- EXCERPTED TEXT:
Single by Lisa Stansfield

from the album Affection
- B-side: "Something's Happenin"
- Released: 30 April 1990
- Length: 4:48
- Label: Arista
- Songwriters: Lisa Stansfield; Ian Devaney; Andy Morris;
- Producers: Ian Devaney; Andy Morris;

Lisa Stansfield singles chronology
| "Live Together" (1990) | "What Did I Do to You?" (1990) | "You Can't Deny It" (1990) |

Music video
- "What Did I Do to You?" on YouTube

= What Did I Do to You? =

1990 single by Lisa Stansfield

"What Did I Do to You?" is a song by British singer-songwriter and actress Lisa Stansfield from her debut album, Affection (1989). It was written by Stansfield, Ian Devaney and Andy Morris, and produced by Devaney and Morris. The song was released as the fourth European single on 30 April 1990. It included three previously unreleased songs written by Stansfield, Devaney and Morris: "My Apple Heart," "Lay Me Down" and "Something's Happenin'." "What Did I Do to You?" was remixed by Mark Saunders and by the Grammy Award-winning American house music DJ and producer, David Morales. The single became a top forty hit in the European countries, reaching number 15 in Italy, number 18 in Finland, number 20 in Ireland and number 25 in the United Kingdom. "What Did I Do to You?" was also released in Japan.

- SUPPLIED DATA:

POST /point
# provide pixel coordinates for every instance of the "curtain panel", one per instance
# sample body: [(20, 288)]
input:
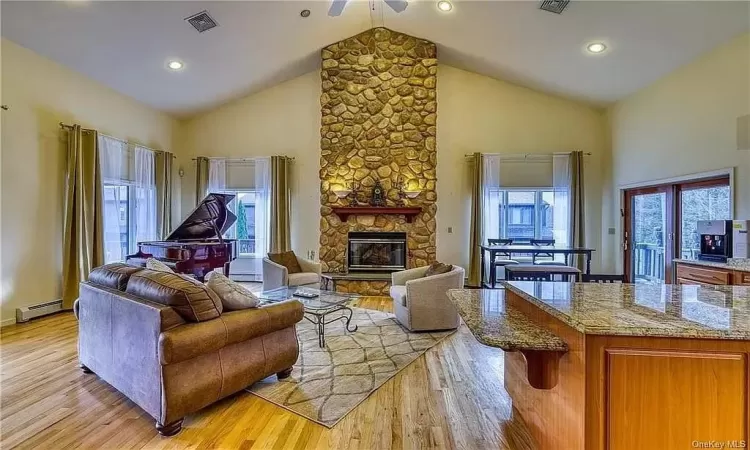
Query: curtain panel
[(476, 236), (83, 248), (163, 194), (279, 234), (201, 178)]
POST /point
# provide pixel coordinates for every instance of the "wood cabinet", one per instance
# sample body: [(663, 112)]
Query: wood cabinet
[(687, 273)]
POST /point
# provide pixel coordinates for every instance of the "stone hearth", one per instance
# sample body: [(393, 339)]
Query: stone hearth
[(379, 115)]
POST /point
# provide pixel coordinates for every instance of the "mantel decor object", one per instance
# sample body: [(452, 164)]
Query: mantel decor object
[(378, 195)]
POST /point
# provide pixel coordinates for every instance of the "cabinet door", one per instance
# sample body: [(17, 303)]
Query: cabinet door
[(695, 396)]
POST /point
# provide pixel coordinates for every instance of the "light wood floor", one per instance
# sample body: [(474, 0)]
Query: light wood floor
[(452, 397)]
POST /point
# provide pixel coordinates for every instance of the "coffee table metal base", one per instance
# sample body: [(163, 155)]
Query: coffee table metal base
[(319, 320)]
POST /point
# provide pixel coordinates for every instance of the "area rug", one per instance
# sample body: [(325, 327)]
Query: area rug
[(328, 383)]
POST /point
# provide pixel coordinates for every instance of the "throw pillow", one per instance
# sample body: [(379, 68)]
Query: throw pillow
[(286, 259), (155, 264), (437, 268), (233, 296)]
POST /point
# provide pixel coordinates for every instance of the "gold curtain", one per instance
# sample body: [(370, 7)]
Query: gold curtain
[(279, 239), (577, 205), (163, 193), (477, 213), (83, 241), (201, 178)]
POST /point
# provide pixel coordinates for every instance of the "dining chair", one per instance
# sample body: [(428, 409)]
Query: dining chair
[(501, 259), (547, 259), (594, 278)]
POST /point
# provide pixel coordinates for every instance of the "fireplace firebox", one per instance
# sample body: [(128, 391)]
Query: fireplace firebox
[(376, 251)]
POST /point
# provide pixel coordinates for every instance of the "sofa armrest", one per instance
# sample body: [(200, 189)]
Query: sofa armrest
[(400, 278), (274, 275), (308, 265), (195, 339)]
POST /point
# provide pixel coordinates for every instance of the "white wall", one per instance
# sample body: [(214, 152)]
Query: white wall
[(40, 94), (684, 124), (481, 114), (475, 113)]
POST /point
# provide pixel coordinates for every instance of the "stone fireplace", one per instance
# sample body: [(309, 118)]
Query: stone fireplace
[(378, 123), (376, 251)]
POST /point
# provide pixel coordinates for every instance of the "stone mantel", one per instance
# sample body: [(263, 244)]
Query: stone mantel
[(407, 211)]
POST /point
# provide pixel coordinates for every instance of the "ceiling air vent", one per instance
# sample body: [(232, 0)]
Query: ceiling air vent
[(555, 6), (202, 21)]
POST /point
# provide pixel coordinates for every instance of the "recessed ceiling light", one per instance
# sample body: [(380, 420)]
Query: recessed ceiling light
[(596, 47), (445, 5)]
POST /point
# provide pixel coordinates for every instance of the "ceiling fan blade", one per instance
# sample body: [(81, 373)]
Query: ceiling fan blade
[(337, 7), (397, 5)]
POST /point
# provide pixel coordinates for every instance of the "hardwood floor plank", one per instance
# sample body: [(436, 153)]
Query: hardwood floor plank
[(452, 397)]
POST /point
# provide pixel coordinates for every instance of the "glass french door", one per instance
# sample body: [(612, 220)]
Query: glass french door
[(661, 224), (649, 241)]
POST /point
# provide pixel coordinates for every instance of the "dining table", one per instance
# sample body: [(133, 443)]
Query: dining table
[(533, 250)]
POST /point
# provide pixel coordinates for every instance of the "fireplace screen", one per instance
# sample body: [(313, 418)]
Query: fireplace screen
[(376, 251)]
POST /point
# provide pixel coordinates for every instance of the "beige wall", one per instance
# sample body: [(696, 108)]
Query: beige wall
[(481, 114), (476, 113), (281, 120), (40, 94), (684, 124)]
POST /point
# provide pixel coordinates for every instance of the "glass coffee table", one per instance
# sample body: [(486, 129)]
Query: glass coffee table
[(319, 308)]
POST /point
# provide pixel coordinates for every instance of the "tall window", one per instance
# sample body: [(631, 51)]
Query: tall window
[(526, 213), (129, 197)]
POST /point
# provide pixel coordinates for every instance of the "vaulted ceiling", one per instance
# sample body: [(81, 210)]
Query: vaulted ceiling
[(126, 45)]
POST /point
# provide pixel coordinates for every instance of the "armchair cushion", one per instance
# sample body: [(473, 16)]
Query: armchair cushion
[(155, 264), (192, 300), (233, 296), (437, 268), (113, 276), (286, 259), (398, 294)]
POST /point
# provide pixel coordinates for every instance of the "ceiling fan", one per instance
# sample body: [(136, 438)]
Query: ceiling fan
[(337, 6)]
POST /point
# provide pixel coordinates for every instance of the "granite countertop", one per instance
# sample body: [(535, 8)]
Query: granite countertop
[(495, 324), (742, 265), (687, 311)]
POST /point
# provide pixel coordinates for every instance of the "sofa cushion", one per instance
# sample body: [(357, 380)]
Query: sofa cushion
[(398, 294), (233, 296), (286, 259), (299, 279), (192, 300), (114, 275), (437, 268), (155, 264)]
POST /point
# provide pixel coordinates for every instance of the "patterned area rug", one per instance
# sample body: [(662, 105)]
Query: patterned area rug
[(328, 383)]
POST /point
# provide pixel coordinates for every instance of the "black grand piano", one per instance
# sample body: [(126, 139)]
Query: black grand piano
[(196, 246)]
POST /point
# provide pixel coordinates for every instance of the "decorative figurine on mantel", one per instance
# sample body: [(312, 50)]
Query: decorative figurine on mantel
[(378, 195)]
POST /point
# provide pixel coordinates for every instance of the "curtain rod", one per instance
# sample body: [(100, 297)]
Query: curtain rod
[(523, 155), (242, 159), (89, 130)]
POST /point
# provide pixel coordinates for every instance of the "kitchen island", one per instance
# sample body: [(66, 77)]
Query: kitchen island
[(620, 366)]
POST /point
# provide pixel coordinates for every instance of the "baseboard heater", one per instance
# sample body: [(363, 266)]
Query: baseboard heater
[(31, 312)]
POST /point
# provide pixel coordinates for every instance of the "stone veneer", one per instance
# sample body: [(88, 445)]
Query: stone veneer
[(379, 113)]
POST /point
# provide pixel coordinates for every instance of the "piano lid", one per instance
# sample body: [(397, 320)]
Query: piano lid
[(210, 215)]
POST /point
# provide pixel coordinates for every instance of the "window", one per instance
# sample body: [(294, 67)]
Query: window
[(243, 206), (129, 197), (526, 213), (661, 224)]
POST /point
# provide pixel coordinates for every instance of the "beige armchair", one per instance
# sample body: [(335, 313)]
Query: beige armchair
[(276, 275), (420, 303)]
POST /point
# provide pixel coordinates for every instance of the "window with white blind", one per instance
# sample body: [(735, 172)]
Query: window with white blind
[(129, 200)]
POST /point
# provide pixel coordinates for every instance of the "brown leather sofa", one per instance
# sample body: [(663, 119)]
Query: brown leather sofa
[(164, 341)]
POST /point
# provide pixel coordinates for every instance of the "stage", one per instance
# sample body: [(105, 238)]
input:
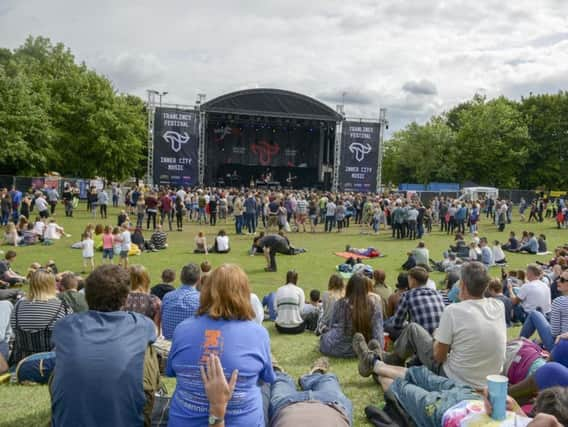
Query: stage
[(268, 136)]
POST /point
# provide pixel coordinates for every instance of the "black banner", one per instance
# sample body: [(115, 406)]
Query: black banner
[(359, 156), (176, 140)]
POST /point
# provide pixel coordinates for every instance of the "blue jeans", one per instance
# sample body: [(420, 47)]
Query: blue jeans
[(250, 222), (426, 396), (324, 388), (238, 224), (536, 321)]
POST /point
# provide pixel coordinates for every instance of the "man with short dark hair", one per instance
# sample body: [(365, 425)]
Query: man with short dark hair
[(107, 372), (76, 300), (182, 303), (474, 329), (421, 305)]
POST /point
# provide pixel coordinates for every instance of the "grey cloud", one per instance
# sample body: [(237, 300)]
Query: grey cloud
[(422, 87), (549, 39), (349, 96), (130, 71)]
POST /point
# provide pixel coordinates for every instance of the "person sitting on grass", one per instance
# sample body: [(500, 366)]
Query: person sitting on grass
[(531, 296), (421, 305), (35, 316), (139, 299), (7, 274), (221, 244), (358, 311), (289, 301), (474, 329), (76, 300), (161, 289), (99, 346), (223, 328), (335, 291), (495, 290), (319, 403), (537, 321), (435, 401), (183, 302), (312, 310)]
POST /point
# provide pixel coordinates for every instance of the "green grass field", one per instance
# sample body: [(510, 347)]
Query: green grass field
[(29, 405)]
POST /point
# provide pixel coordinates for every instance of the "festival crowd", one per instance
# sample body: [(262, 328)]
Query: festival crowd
[(103, 342)]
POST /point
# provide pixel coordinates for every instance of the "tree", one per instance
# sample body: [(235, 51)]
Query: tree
[(88, 129), (547, 121), (421, 153), (493, 143)]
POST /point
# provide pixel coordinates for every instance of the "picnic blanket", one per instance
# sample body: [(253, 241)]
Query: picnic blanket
[(348, 255)]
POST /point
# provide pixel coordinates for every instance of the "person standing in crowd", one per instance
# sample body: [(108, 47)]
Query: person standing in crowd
[(223, 323), (238, 214), (179, 208), (330, 208), (41, 205), (102, 200), (116, 344), (213, 210), (52, 198), (151, 203), (67, 198), (166, 206), (250, 213)]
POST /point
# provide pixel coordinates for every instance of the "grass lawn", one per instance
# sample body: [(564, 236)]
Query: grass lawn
[(29, 405)]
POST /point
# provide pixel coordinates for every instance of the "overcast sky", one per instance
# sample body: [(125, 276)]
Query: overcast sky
[(415, 58)]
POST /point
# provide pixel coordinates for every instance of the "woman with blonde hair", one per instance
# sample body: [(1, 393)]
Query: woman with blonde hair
[(223, 327), (335, 291), (200, 244), (139, 299), (11, 236), (35, 316)]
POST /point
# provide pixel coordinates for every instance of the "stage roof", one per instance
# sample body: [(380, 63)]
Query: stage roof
[(271, 103)]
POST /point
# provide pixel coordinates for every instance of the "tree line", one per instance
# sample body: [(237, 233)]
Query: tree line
[(59, 115), (498, 142)]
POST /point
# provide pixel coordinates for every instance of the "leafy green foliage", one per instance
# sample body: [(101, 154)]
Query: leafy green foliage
[(58, 115), (497, 142)]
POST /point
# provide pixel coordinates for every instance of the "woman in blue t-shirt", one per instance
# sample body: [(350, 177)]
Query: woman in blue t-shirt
[(224, 326)]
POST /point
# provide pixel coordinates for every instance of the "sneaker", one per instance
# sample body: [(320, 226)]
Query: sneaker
[(320, 365), (375, 346), (366, 357), (275, 364)]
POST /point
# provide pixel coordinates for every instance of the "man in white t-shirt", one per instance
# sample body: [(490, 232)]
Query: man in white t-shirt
[(533, 295), (474, 329), (289, 301)]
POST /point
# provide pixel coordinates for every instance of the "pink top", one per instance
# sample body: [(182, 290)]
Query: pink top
[(107, 241)]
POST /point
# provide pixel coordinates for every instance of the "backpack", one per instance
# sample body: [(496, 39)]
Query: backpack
[(392, 414), (36, 368)]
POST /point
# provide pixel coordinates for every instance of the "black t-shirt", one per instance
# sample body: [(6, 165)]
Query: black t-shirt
[(161, 290)]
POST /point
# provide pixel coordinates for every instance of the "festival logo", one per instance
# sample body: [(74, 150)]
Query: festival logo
[(222, 132), (360, 150), (175, 139), (264, 151)]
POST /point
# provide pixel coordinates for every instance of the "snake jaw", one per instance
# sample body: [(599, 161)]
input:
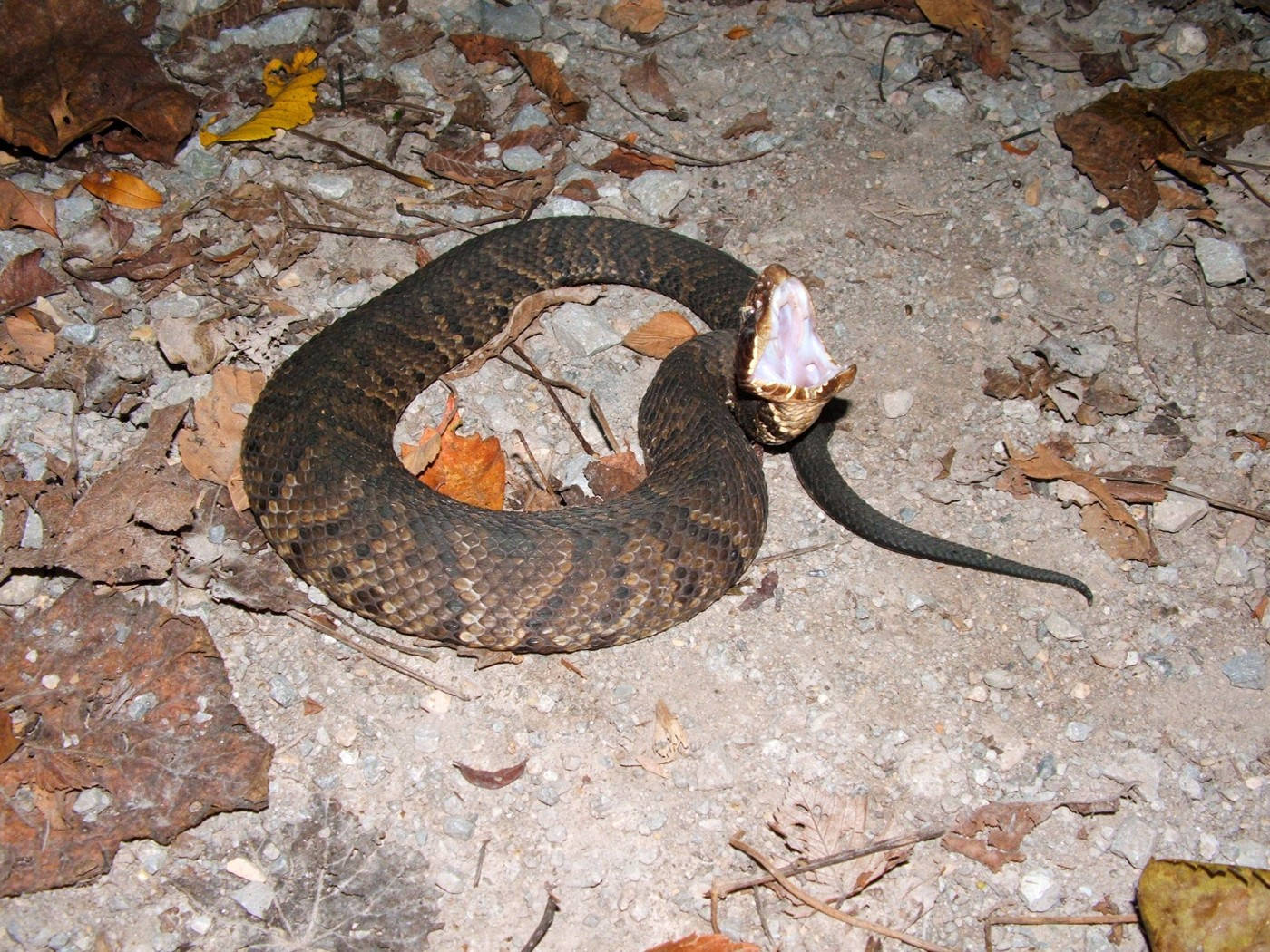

- WORK TO COMPLETE: Reproduce the stretch of the article on "What Did I Do to You?" from "1990 single by" through "released in Japan.", swapping "debut album" for "first album".

- WRITTEN SOLUTION:
1990 single by Lisa Stansfield

"What Did I Do to You?" is a song by British singer-songwriter and actress Lisa Stansfield from her first album, Affection (1989). It was written by Stansfield, Ian Devaney and Andy Morris, and produced by Devaney and Morris. The song was released as the fourth European single on 30 April 1990. It included three previously unreleased songs written by Stansfield, Devaney and Morris: "My Apple Heart," "Lay Me Down" and "Something's Happenin'." "What Did I Do to You?" was remixed by Mark Saunders and by the Grammy Award-winning American house music DJ and producer, David Morales. The single became a top forty hit in the European countries, reaching number 15 in Italy, number 18 in Finland, number 20 in Ireland and number 25 in the United Kingdom. "What Did I Do to You?" was also released in Japan.